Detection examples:
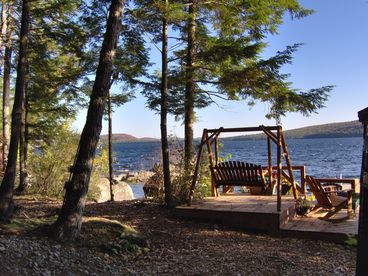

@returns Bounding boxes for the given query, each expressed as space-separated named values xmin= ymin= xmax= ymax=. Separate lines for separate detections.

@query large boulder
xmin=97 ymin=178 xmax=134 ymax=202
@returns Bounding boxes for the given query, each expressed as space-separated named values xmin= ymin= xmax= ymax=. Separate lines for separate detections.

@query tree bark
xmin=0 ymin=0 xmax=10 ymax=70
xmin=161 ymin=0 xmax=172 ymax=206
xmin=184 ymin=0 xmax=197 ymax=168
xmin=16 ymin=85 xmax=29 ymax=195
xmin=107 ymin=90 xmax=114 ymax=201
xmin=51 ymin=0 xmax=124 ymax=241
xmin=2 ymin=1 xmax=13 ymax=171
xmin=0 ymin=0 xmax=30 ymax=221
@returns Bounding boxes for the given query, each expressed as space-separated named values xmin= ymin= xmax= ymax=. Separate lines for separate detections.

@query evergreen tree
xmin=2 ymin=1 xmax=13 ymax=171
xmin=52 ymin=0 xmax=124 ymax=240
xmin=0 ymin=0 xmax=30 ymax=221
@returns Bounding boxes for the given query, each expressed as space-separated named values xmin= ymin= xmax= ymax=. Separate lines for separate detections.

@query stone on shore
xmin=97 ymin=178 xmax=134 ymax=202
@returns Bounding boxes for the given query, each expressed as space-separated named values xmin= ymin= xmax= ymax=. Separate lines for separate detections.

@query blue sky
xmin=75 ymin=0 xmax=368 ymax=138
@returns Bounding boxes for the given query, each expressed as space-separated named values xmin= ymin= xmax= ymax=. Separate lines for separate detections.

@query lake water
xmin=113 ymin=137 xmax=363 ymax=196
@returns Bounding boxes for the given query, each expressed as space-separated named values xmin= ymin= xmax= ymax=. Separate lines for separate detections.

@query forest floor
xmin=0 ymin=197 xmax=356 ymax=275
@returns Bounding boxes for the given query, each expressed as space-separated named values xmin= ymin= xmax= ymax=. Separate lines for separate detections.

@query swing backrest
xmin=210 ymin=161 xmax=267 ymax=187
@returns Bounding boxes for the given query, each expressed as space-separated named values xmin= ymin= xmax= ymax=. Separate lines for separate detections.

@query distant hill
xmin=101 ymin=133 xmax=160 ymax=143
xmin=225 ymin=121 xmax=363 ymax=140
xmin=101 ymin=121 xmax=363 ymax=143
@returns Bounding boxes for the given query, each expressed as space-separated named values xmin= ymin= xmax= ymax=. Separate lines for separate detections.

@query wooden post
xmin=215 ymin=135 xmax=218 ymax=165
xmin=267 ymin=137 xmax=273 ymax=189
xmin=356 ymin=108 xmax=368 ymax=276
xmin=277 ymin=126 xmax=282 ymax=212
xmin=205 ymin=133 xmax=214 ymax=166
xmin=300 ymin=166 xmax=307 ymax=194
xmin=280 ymin=132 xmax=297 ymax=199
xmin=188 ymin=129 xmax=207 ymax=205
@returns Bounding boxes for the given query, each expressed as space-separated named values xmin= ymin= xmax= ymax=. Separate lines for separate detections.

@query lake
xmin=113 ymin=137 xmax=363 ymax=196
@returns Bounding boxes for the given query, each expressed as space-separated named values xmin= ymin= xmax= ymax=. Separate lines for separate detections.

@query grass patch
xmin=80 ymin=217 xmax=148 ymax=255
xmin=1 ymin=216 xmax=56 ymax=235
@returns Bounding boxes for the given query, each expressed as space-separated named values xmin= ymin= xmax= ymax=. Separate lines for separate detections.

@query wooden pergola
xmin=356 ymin=107 xmax=368 ymax=275
xmin=189 ymin=125 xmax=305 ymax=211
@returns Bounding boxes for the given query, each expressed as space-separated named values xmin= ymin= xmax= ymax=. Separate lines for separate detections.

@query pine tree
xmin=0 ymin=0 xmax=30 ymax=221
xmin=51 ymin=0 xmax=124 ymax=240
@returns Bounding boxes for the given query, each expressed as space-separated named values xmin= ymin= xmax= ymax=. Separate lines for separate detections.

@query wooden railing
xmin=315 ymin=178 xmax=360 ymax=193
xmin=262 ymin=166 xmax=306 ymax=194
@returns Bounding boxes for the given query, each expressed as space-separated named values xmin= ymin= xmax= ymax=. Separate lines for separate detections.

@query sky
xmin=74 ymin=0 xmax=368 ymax=138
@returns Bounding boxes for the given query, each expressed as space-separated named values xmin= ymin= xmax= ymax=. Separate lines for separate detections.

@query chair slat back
xmin=210 ymin=161 xmax=266 ymax=187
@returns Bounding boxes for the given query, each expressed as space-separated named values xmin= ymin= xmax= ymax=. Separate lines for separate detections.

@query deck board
xmin=175 ymin=195 xmax=358 ymax=242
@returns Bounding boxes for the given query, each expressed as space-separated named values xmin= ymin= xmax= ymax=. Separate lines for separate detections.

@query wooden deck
xmin=175 ymin=194 xmax=358 ymax=242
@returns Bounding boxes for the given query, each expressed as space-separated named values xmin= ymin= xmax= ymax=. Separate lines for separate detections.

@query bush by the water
xmin=144 ymin=137 xmax=211 ymax=204
xmin=28 ymin=127 xmax=108 ymax=200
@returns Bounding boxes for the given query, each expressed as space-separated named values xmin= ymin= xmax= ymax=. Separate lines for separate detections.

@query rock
xmin=97 ymin=178 xmax=134 ymax=202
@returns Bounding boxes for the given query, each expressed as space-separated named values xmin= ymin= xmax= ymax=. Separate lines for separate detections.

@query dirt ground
xmin=0 ymin=198 xmax=356 ymax=275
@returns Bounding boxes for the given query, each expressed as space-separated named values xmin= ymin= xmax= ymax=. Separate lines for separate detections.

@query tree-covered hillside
xmin=226 ymin=121 xmax=363 ymax=140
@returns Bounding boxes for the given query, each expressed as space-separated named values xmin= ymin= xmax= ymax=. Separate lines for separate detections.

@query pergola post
xmin=188 ymin=129 xmax=207 ymax=205
xmin=356 ymin=107 xmax=368 ymax=276
xmin=277 ymin=126 xmax=282 ymax=212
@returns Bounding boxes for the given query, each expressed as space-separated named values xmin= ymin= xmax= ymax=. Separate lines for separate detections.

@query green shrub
xmin=28 ymin=126 xmax=108 ymax=200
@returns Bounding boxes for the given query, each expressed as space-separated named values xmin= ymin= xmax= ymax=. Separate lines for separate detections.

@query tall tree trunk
xmin=184 ymin=0 xmax=197 ymax=168
xmin=0 ymin=0 xmax=30 ymax=220
xmin=51 ymin=0 xmax=124 ymax=240
xmin=161 ymin=0 xmax=172 ymax=206
xmin=16 ymin=86 xmax=29 ymax=195
xmin=2 ymin=1 xmax=13 ymax=170
xmin=107 ymin=90 xmax=114 ymax=201
xmin=356 ymin=124 xmax=368 ymax=276
xmin=0 ymin=0 xmax=10 ymax=71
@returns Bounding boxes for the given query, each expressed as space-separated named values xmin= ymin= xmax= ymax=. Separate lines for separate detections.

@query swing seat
xmin=210 ymin=161 xmax=268 ymax=192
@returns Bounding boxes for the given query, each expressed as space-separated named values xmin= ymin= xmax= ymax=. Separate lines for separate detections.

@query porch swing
xmin=189 ymin=125 xmax=305 ymax=210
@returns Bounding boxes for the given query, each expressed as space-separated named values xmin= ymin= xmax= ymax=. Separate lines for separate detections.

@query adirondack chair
xmin=210 ymin=161 xmax=268 ymax=193
xmin=306 ymin=175 xmax=353 ymax=221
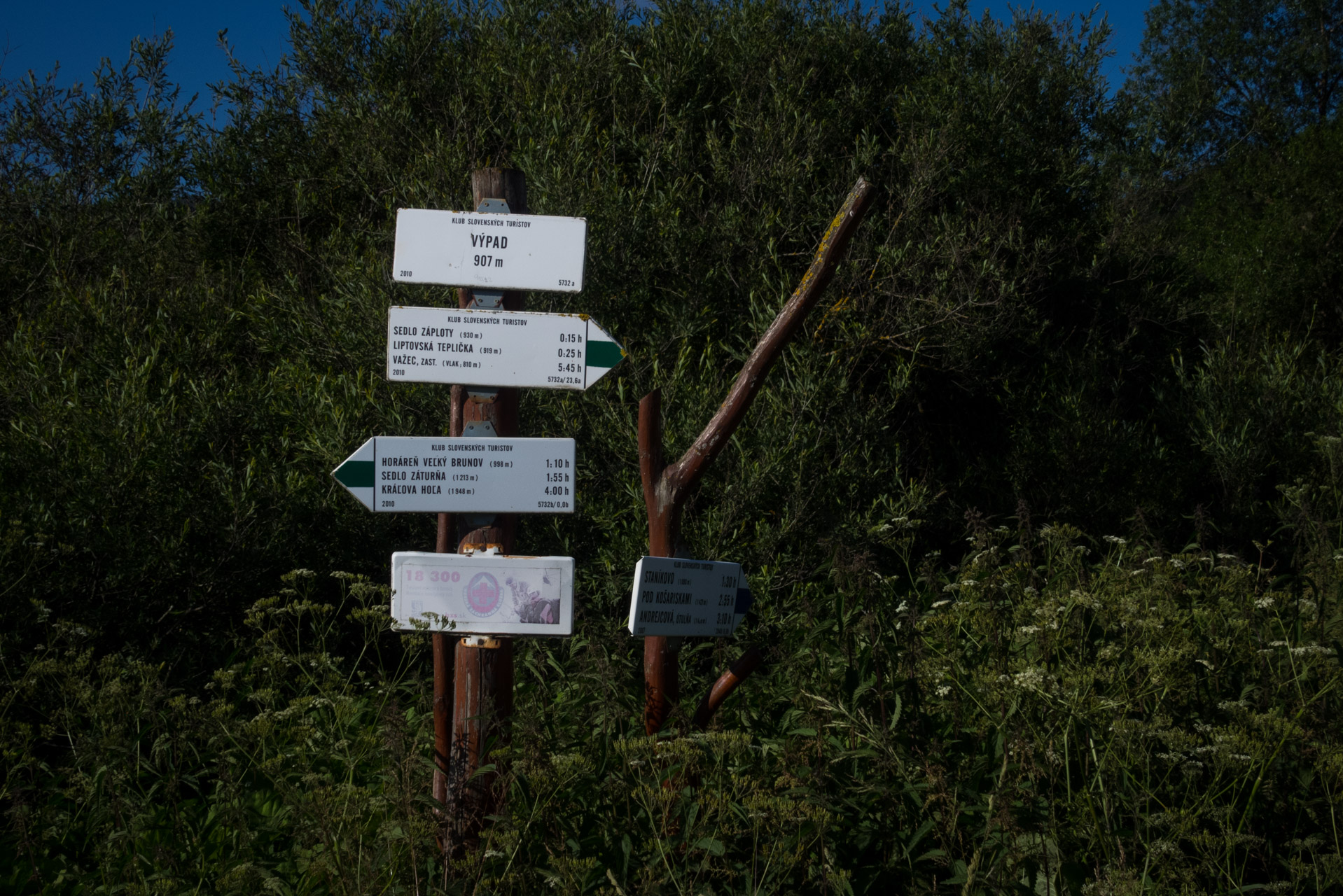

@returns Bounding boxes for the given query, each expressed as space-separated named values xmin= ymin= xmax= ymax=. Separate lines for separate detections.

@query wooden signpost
xmin=333 ymin=168 xmax=872 ymax=853
xmin=354 ymin=168 xmax=625 ymax=853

Brief
Set each line of the records down exactly, leaving every picture out.

Result of the exercise
@returns Bounding boxes for the given query, each expressed as space-separated named values xmin= ymin= xmax= ymax=. Separate lines for separate detections.

@query large boulder
xmin=97 ymin=178 xmax=134 ymax=202
@returns Bounding boxes for the given query, each expressed as space-separated named values xmin= ymin= xmax= ymax=. Separate lines for separate detections.

@query tree bark
xmin=0 ymin=0 xmax=10 ymax=70
xmin=161 ymin=0 xmax=172 ymax=206
xmin=184 ymin=0 xmax=197 ymax=168
xmin=16 ymin=85 xmax=29 ymax=195
xmin=107 ymin=90 xmax=114 ymax=201
xmin=51 ymin=0 xmax=124 ymax=241
xmin=2 ymin=1 xmax=13 ymax=171
xmin=0 ymin=0 xmax=30 ymax=221
@returns Bounding boxes for the given query, each expressed as space-separated named values xmin= ymin= xmax= ymax=. Separate lines for separate detections.

@query evergreen tree
xmin=2 ymin=1 xmax=13 ymax=171
xmin=52 ymin=0 xmax=124 ymax=240
xmin=0 ymin=0 xmax=30 ymax=221
@returns Bounding boxes for the given query, each expressed as space-separated named values xmin= ymin= xmax= ymax=. Separate lines for separate detections.

@query stone on shore
xmin=97 ymin=178 xmax=134 ymax=202
@returns Bounding boxes for the given query, each expressed as space-separated named values xmin= ymin= xmax= ymax=. Separate lines for separate detections.

@query blue sky
xmin=75 ymin=0 xmax=368 ymax=138
@returns Bounding boxes for the given query, each expressed as space-separated named values xmin= ymin= xmax= ymax=. Separate lines for separate detections.

@query lake water
xmin=113 ymin=137 xmax=363 ymax=196
@returns Bounding boxes for the given query, each expressed as space-separated named values xmin= ymin= xmax= ymax=. Separate lines for separate detections.

@query forest floor
xmin=0 ymin=197 xmax=356 ymax=275
@returns Bounding boxes for the given query, each expressed as space-separated named values xmin= ymin= xmax= ymax=. Separate lines for separate detections.

@query swing backrest
xmin=210 ymin=161 xmax=267 ymax=187
@returns Bounding boxes for the given query, each expressed as space-separated named values xmin= ymin= xmax= ymax=. Separate lines for separate detections.

@query distant hill
xmin=101 ymin=133 xmax=160 ymax=143
xmin=225 ymin=121 xmax=363 ymax=140
xmin=101 ymin=121 xmax=363 ymax=143
@returns Bounding boxes for the given query, each expressed as space-separated named values xmin= ymin= xmax= ymax=. Separate lines for separate detections.

@query wooden post
xmin=215 ymin=135 xmax=218 ymax=165
xmin=267 ymin=137 xmax=273 ymax=189
xmin=356 ymin=108 xmax=368 ymax=276
xmin=277 ymin=126 xmax=282 ymax=212
xmin=205 ymin=133 xmax=214 ymax=166
xmin=300 ymin=166 xmax=307 ymax=194
xmin=280 ymin=132 xmax=297 ymax=199
xmin=188 ymin=129 xmax=207 ymax=205
@returns Bounding boxes for the given query, each expressed as space-separated named values xmin= ymin= xmax= ymax=. Separate lines for separate detections.

@query lake
xmin=113 ymin=137 xmax=363 ymax=196
@returns Bounding boxes for the given query, each expressed as space-separated named values xmin= ymin= xmax= ymax=. Separate lines for separate detections.

@query grass patch
xmin=80 ymin=217 xmax=148 ymax=255
xmin=1 ymin=216 xmax=56 ymax=235
@returns Bounding boxes for the given query, each expressed as space-separated named values xmin= ymin= xmax= ymax=. Separate lines for separate detections.

@query wooden pergola
xmin=356 ymin=107 xmax=368 ymax=275
xmin=189 ymin=125 xmax=305 ymax=211
@returns Bounding boxes for the given query, each expressed as space-separated named values xmin= ymin= xmax= ymax=. Separate lines for separate detections.

@query pine tree
xmin=0 ymin=0 xmax=30 ymax=221
xmin=51 ymin=0 xmax=124 ymax=240
@returns Bounding boxes for the given query, each expressed as space-separated named values xmin= ymin= xmax= ymax=. Separate lines for separate detections.

@query wooden railing
xmin=315 ymin=178 xmax=360 ymax=193
xmin=262 ymin=166 xmax=306 ymax=194
@returns Bounding boxes for the given query, each expressed as space-separated named values xmin= ymin= xmax= ymax=. Separate lines for separate detections.

@query sky
xmin=74 ymin=0 xmax=368 ymax=138
@returns Bounding boxes for the given query, each expressed as space-separated named values xmin= ymin= xmax= ymax=. Separate lines for separate detections.

@query chair slat back
xmin=210 ymin=161 xmax=266 ymax=187
@returns Bounding boxes for the given query, each expressed as space-separated named values xmin= ymin= xmax= ymax=. Separate lines for separate detections.

@query deck board
xmin=175 ymin=195 xmax=358 ymax=242
@returns Bounding boxes for the given query, each expressed as space-separated named values xmin= ymin= xmax= ymax=. Separate lines for separate detections.

@query wooden deck
xmin=175 ymin=194 xmax=358 ymax=242
@returns Bounding boxes for the given query, each expressed as space-separated named values xmin= ymin= xmax= ymax=. Separate lines for separate detections.

@query bush by the water
xmin=144 ymin=137 xmax=211 ymax=204
xmin=28 ymin=127 xmax=108 ymax=200
@returns Bounding boxes for the given query, each expressed as space-separated named values xmin= ymin= xmax= ymax=. Separate lines for separate detections.

@query rock
xmin=97 ymin=178 xmax=134 ymax=202
@returns Bounding boxes for the given query, each expressed as space-separated named values xmin= ymin= xmax= ymax=. Separate lines for separate detections.

@query dirt ground
xmin=0 ymin=198 xmax=356 ymax=275
@returns Bounding boxes for the given query, each expressed as space-separated named values xmin= ymin= xmax= ymax=. Separate lines for separate detections.

@query tree-covered hillside
xmin=226 ymin=121 xmax=363 ymax=140
@returns Bounding boxes for the given query, each expressed as space-separated named values xmin= ymin= xmax= ymax=. Separate lines for separate detections.

@query pergola post
xmin=188 ymin=129 xmax=207 ymax=205
xmin=356 ymin=107 xmax=368 ymax=276
xmin=277 ymin=126 xmax=282 ymax=212
@returns Bounding boxes for the given query, each expressed as space-separated named values xmin= ymin= xmax= ymax=. Separate lines for separate detections.

@query green shrub
xmin=28 ymin=126 xmax=108 ymax=200
@returns Bounding boxes for the given query, each expressed as space-separated named values xmin= ymin= xmax= ymax=. Separate lines for separate detections.

@query tall tree trunk
xmin=184 ymin=0 xmax=197 ymax=168
xmin=0 ymin=0 xmax=30 ymax=220
xmin=51 ymin=0 xmax=124 ymax=240
xmin=161 ymin=0 xmax=172 ymax=206
xmin=16 ymin=86 xmax=29 ymax=195
xmin=2 ymin=1 xmax=13 ymax=170
xmin=107 ymin=90 xmax=114 ymax=201
xmin=356 ymin=124 xmax=368 ymax=276
xmin=0 ymin=0 xmax=10 ymax=71
@returns Bounding boxes for the given query, each expressed as space-separated named values xmin= ymin= xmax= ymax=. Separate lines for separate detections.

@query swing seat
xmin=210 ymin=161 xmax=268 ymax=192
@returns Bounding boxes for the given query, each expressed as space-separated named values xmin= ymin= xmax= ymax=. Separate lines for separate detections.

@query porch swing
xmin=189 ymin=125 xmax=305 ymax=210
@returns Bounding boxes for the given query, each expressed as space-separated named values xmin= ymin= xmax= ymax=. Separate lines for separate detections.

@query adirondack chair
xmin=210 ymin=161 xmax=268 ymax=193
xmin=306 ymin=175 xmax=353 ymax=221

@returns Bounding boxes for the given query, each expressed as space-separated named values xmin= ymin= xmax= ymax=. Separate lines for separate detections.

@query wooden signpost
xmin=333 ymin=168 xmax=872 ymax=853
xmin=354 ymin=168 xmax=625 ymax=853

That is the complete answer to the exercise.